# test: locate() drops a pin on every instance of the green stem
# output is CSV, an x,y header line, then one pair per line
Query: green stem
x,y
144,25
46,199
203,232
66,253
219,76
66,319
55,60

*Request:*
Print again each line of the listing above, exactly as it appears.

*Exercise solution:*
# test: locate() drops a pin on every instance of the green stem
# output is CSV, an x,y header line, then one pair per line
Query: green stem
x,y
144,25
46,199
203,232
66,253
219,76
66,319
55,60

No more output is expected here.